(Referring expression data)
####

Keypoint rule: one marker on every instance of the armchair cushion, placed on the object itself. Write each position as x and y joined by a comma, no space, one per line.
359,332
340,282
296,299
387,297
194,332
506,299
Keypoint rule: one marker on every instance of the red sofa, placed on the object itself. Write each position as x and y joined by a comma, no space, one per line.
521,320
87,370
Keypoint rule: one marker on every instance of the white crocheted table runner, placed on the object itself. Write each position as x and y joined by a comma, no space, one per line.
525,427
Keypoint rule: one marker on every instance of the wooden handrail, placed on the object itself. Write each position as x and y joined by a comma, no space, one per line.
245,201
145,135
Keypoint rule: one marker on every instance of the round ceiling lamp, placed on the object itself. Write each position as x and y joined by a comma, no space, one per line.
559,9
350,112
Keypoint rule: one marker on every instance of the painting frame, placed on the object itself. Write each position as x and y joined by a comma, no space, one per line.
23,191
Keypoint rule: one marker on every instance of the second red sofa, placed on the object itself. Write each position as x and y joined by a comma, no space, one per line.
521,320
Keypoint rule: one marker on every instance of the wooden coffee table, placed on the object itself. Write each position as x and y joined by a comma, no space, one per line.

####

Your assignment: All of the data needs to be repeated exactly.

Answer area:
Keypoint rule: one marker on every instance of the armchair cushion, placed on the object itself. Write each position as x and y joined by a comma, no space, one per line.
359,332
340,282
296,299
387,297
194,332
506,299
Keypoint rule: one marker on every instance of the red sofa, placed on the object itself. Write each position as x and y joined by a comma, no space, one per line.
521,320
87,370
Keypoint rule: one marker on every instance of the white crocheted table runner, placed on the object itself. Write each position as x and y joined by a comma, no space, one per line.
525,427
Keypoint rule: one marker on every instance of the wooden handrail, placed on the object itself. Write each position as x and y joined by a comma, no space, one per line.
245,201
145,135
Keypoint rule: one marker on every instance of the round ceiling lamp, placed on the object itself. Write each position as x and y joined by a comma, no space, one per line.
559,9
350,112
Keypoint rule: one marker on every instance of the painting frame, placed on the object itself. Write each position as x and y joined by a comma, no space, one per line.
23,191
Keypoint rule: one marker on every instance of the second red sofa, placed on the object itself. Write each position as x and y joined by a comma, no space, one per line.
521,320
Keypoint rule: one marker on every instance of the wooden coffee table, placed on the object itself. Write each position as x and y joined by a comma, no space, one per line.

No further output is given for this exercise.